_INSTRUCTIONS TO FOLLOW_:
Write out the entries again exactly as they are given.

======== MATERIAL PROVIDED

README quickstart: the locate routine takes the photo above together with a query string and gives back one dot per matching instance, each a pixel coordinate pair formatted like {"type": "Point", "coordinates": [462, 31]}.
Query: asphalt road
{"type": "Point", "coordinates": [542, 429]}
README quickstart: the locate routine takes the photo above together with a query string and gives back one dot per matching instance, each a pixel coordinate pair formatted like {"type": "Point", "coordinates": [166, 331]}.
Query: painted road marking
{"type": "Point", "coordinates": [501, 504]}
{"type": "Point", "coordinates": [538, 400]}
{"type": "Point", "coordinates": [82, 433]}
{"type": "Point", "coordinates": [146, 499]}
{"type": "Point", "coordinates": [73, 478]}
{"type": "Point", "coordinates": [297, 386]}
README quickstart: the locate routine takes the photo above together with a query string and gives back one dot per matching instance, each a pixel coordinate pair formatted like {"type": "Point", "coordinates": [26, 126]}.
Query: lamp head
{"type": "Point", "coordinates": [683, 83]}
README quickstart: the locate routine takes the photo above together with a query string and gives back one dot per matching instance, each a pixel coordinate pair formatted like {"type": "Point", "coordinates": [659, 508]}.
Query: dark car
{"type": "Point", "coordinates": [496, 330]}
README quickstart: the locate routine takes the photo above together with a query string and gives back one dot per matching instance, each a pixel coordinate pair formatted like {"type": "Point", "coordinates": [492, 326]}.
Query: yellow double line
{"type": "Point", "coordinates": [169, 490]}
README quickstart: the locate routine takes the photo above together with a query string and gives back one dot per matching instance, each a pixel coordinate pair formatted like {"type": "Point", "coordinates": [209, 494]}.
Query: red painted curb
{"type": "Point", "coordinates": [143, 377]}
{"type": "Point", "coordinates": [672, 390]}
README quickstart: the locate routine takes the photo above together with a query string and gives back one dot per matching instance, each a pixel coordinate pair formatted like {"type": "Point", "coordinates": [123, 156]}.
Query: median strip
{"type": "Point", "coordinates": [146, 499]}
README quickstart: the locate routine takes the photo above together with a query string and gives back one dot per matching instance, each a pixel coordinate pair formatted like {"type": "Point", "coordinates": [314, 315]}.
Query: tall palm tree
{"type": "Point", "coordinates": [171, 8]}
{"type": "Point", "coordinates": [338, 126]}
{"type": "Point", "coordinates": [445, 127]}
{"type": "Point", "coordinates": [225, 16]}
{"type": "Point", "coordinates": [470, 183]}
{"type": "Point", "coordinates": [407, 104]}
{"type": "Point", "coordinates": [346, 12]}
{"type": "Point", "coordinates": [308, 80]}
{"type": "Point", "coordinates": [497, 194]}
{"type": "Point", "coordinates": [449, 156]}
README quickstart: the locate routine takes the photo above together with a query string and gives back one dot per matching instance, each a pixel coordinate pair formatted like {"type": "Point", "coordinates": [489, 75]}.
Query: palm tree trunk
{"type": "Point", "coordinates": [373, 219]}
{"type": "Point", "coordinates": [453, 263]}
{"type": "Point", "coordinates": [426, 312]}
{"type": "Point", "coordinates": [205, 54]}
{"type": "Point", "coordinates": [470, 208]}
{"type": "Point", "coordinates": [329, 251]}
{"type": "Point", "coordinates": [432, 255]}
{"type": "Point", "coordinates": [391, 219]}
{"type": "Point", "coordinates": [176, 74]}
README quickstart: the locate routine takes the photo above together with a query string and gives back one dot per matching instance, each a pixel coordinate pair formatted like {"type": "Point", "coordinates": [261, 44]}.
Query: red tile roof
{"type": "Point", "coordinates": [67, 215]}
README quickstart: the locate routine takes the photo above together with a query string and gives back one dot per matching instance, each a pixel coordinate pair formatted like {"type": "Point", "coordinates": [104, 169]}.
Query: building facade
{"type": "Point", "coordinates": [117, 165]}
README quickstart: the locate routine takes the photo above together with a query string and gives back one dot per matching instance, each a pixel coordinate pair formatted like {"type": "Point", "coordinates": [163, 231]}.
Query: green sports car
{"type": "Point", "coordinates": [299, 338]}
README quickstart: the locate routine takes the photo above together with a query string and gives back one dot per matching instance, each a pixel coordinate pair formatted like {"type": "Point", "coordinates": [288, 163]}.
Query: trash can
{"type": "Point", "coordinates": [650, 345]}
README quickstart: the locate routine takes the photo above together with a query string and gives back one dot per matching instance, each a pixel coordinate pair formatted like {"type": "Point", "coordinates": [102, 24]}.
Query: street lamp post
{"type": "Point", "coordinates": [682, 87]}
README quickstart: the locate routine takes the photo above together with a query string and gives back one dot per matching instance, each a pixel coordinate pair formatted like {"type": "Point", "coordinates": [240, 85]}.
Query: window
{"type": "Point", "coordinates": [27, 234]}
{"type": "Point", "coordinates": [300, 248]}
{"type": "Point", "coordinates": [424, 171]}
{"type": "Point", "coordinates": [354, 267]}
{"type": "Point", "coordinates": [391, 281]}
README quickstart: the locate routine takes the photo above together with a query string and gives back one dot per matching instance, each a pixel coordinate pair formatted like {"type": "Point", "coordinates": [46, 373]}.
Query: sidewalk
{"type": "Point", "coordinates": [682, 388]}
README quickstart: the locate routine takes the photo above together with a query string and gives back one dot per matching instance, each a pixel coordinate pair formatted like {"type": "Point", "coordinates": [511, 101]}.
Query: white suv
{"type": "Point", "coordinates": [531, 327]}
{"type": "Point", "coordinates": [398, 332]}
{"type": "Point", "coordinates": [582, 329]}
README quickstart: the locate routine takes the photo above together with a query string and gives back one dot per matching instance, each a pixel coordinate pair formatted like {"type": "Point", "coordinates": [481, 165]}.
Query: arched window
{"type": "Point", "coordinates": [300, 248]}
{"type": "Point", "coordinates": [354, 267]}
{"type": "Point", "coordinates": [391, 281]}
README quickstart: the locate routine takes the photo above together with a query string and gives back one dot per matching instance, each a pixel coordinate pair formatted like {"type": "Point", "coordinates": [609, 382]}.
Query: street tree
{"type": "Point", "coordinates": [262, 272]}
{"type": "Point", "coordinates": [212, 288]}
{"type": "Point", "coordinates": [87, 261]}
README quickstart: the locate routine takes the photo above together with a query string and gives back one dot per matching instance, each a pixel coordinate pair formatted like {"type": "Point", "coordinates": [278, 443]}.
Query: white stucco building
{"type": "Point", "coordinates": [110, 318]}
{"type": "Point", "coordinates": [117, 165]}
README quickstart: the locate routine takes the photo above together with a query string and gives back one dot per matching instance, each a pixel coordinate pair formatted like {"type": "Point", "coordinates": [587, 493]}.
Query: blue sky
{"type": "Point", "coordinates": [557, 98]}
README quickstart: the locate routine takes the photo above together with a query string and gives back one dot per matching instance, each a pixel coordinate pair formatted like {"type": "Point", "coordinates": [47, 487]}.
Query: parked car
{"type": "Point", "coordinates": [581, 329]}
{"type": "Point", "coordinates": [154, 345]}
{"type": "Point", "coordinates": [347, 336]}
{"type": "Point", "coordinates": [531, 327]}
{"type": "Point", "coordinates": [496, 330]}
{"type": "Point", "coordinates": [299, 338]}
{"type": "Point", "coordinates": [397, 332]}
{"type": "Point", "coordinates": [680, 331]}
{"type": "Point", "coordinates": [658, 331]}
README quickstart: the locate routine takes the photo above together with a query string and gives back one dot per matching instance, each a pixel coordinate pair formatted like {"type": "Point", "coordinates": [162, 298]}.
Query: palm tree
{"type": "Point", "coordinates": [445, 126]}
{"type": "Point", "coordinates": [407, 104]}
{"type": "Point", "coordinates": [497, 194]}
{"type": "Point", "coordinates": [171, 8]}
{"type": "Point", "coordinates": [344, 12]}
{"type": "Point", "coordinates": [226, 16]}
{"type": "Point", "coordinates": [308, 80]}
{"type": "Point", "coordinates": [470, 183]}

================

_SOLUTION TO THIS TASK_:
README quickstart: the locate routine takes the photo above together with a query string and gives back one dot per matching instance, each a pixel coordinate pair formatted like {"type": "Point", "coordinates": [462, 31]}.
Query: asphalt road
{"type": "Point", "coordinates": [542, 429]}
README quickstart: the locate routine takes the photo above together with a query string and gives back one dot per matching instance, each a pixel coordinate pair formatted like {"type": "Point", "coordinates": [166, 331]}.
Query: painted road marking
{"type": "Point", "coordinates": [501, 504]}
{"type": "Point", "coordinates": [538, 400]}
{"type": "Point", "coordinates": [82, 433]}
{"type": "Point", "coordinates": [146, 499]}
{"type": "Point", "coordinates": [73, 478]}
{"type": "Point", "coordinates": [297, 386]}
README quickstart: the locate routine takes the photo above together with a query string and gives back one dot per matching instance, each a pixel coordinate pair formatted like {"type": "Point", "coordinates": [26, 126]}.
Query: lamp head
{"type": "Point", "coordinates": [683, 83]}
README quickstart: the locate routine takes the photo above together with a query string and gives back one dot per matching instance, each a pixel coordinate pair formatted like {"type": "Point", "coordinates": [659, 508]}.
Query: dark car
{"type": "Point", "coordinates": [496, 330]}
README quickstart: the locate routine takes the photo above together with a query string and gives back one dot per matching instance, each a pixel coordinate pair formatted like {"type": "Point", "coordinates": [492, 326]}.
Query: yellow double line
{"type": "Point", "coordinates": [169, 490]}
README quickstart: the locate routine takes the photo above together with a query string and gives back one dot per matching instance, each a pixel coordinate pair formatted like {"type": "Point", "coordinates": [209, 494]}.
Query: red painted curb
{"type": "Point", "coordinates": [143, 377]}
{"type": "Point", "coordinates": [672, 390]}
README quickstart: the locate routine takes the photo above together with a query string and gives back one dot per matching instance, each a pixel coordinate pair formatted like {"type": "Point", "coordinates": [123, 156]}.
Query: median strip
{"type": "Point", "coordinates": [146, 499]}
README quickstart: the locate routine takes the photo above together with a query string and gives back one dot per matching instance, each a pixel coordinate pair formatted like {"type": "Point", "coordinates": [314, 315]}.
Query: tall palm tree
{"type": "Point", "coordinates": [171, 8]}
{"type": "Point", "coordinates": [338, 126]}
{"type": "Point", "coordinates": [445, 127]}
{"type": "Point", "coordinates": [225, 16]}
{"type": "Point", "coordinates": [470, 183]}
{"type": "Point", "coordinates": [407, 104]}
{"type": "Point", "coordinates": [346, 12]}
{"type": "Point", "coordinates": [308, 80]}
{"type": "Point", "coordinates": [497, 194]}
{"type": "Point", "coordinates": [449, 156]}
README quickstart: the locate routine takes the photo above together with a query string and gives back one dot per matching instance, each a pixel coordinate pair formatted like {"type": "Point", "coordinates": [489, 75]}.
Query: palm tree trunk
{"type": "Point", "coordinates": [373, 219]}
{"type": "Point", "coordinates": [453, 263]}
{"type": "Point", "coordinates": [426, 312]}
{"type": "Point", "coordinates": [205, 54]}
{"type": "Point", "coordinates": [470, 208]}
{"type": "Point", "coordinates": [329, 251]}
{"type": "Point", "coordinates": [432, 255]}
{"type": "Point", "coordinates": [391, 219]}
{"type": "Point", "coordinates": [176, 74]}
README quickstart: the locate routine takes the photo above together with a query string and gives back one dot per matching instance, each a pixel coordinate pair formatted like {"type": "Point", "coordinates": [261, 44]}.
Query: red tile roof
{"type": "Point", "coordinates": [67, 215]}
README quickstart: the locate routine takes the photo above together with a query string and gives back one dot per matching instance, each a pixel coordinate pair formatted like {"type": "Point", "coordinates": [104, 169]}.
Query: building facade
{"type": "Point", "coordinates": [117, 165]}
README quickstart: the locate routine takes the photo above together with a query string and gives back one dot per matching instance, each a pixel coordinate pair formatted like {"type": "Point", "coordinates": [163, 231]}.
Query: green sports car
{"type": "Point", "coordinates": [299, 338]}
README quickstart: the locate routine takes the photo above together with a query string and gives back one dot per matching instance, each a pixel coordinate pair formatted like {"type": "Point", "coordinates": [288, 163]}.
Query: trash can
{"type": "Point", "coordinates": [650, 345]}
README quickstart: the locate routine takes the photo above together with a query string and gives back one dot per matching instance, each a pixel coordinate pair formatted like {"type": "Point", "coordinates": [102, 24]}.
Query: street lamp post
{"type": "Point", "coordinates": [682, 87]}
README quickstart: the locate routine takes the photo above together with a query string and gives back one dot per matching instance, each a pixel coordinate pair formatted like {"type": "Point", "coordinates": [240, 85]}.
Query: window
{"type": "Point", "coordinates": [27, 234]}
{"type": "Point", "coordinates": [300, 248]}
{"type": "Point", "coordinates": [424, 171]}
{"type": "Point", "coordinates": [354, 267]}
{"type": "Point", "coordinates": [391, 281]}
README quickstart: the locate routine takes the photo above together with a query string and gives back one dot per matching instance, each a pixel coordinate pair formatted like {"type": "Point", "coordinates": [46, 373]}.
Query: sidewalk
{"type": "Point", "coordinates": [682, 388]}
README quickstart: the locate routine takes the photo above together with a query string and gives back one dot per matching instance, each a pixel coordinate pair formatted like {"type": "Point", "coordinates": [511, 101]}.
Query: white suv
{"type": "Point", "coordinates": [531, 327]}
{"type": "Point", "coordinates": [398, 332]}
{"type": "Point", "coordinates": [582, 329]}
README quickstart: the locate routine takes the photo above together with a query string and gives back one dot per matching instance, each a pixel coordinate pair formatted like {"type": "Point", "coordinates": [481, 165]}.
Query: arched window
{"type": "Point", "coordinates": [300, 248]}
{"type": "Point", "coordinates": [354, 267]}
{"type": "Point", "coordinates": [391, 281]}
README quickstart: the locate routine takes the photo above together with a query string and gives back one dot per matching instance, each a pixel coordinate pair formatted like {"type": "Point", "coordinates": [609, 382]}.
Query: street tree
{"type": "Point", "coordinates": [262, 272]}
{"type": "Point", "coordinates": [212, 288]}
{"type": "Point", "coordinates": [87, 261]}
README quickstart: the locate routine takes the photo above together with a query string and gives back one dot per matching instance, each a pixel coordinate pair formatted like {"type": "Point", "coordinates": [278, 443]}.
Query: white stucco building
{"type": "Point", "coordinates": [110, 318]}
{"type": "Point", "coordinates": [117, 165]}
README quickstart: the locate routine takes the photo above together with a query string and gives back one dot per matching instance, each a pixel coordinate pair formatted like {"type": "Point", "coordinates": [587, 493]}.
Query: blue sky
{"type": "Point", "coordinates": [557, 98]}
README quickstart: the locate routine takes the photo above together with a query string and gives back one dot per matching instance, each a pixel coordinate pair formatted like {"type": "Point", "coordinates": [47, 487]}.
Query: parked car
{"type": "Point", "coordinates": [581, 329]}
{"type": "Point", "coordinates": [154, 345]}
{"type": "Point", "coordinates": [347, 336]}
{"type": "Point", "coordinates": [531, 327]}
{"type": "Point", "coordinates": [496, 330]}
{"type": "Point", "coordinates": [299, 338]}
{"type": "Point", "coordinates": [397, 332]}
{"type": "Point", "coordinates": [680, 331]}
{"type": "Point", "coordinates": [658, 331]}
README quickstart: the locate routine takes the photo above together with a query string and gives back one dot per matching instance, each a pixel coordinate pair formatted like {"type": "Point", "coordinates": [162, 298]}.
Query: palm tree
{"type": "Point", "coordinates": [445, 126]}
{"type": "Point", "coordinates": [407, 104]}
{"type": "Point", "coordinates": [497, 194]}
{"type": "Point", "coordinates": [171, 8]}
{"type": "Point", "coordinates": [344, 12]}
{"type": "Point", "coordinates": [226, 16]}
{"type": "Point", "coordinates": [308, 80]}
{"type": "Point", "coordinates": [470, 183]}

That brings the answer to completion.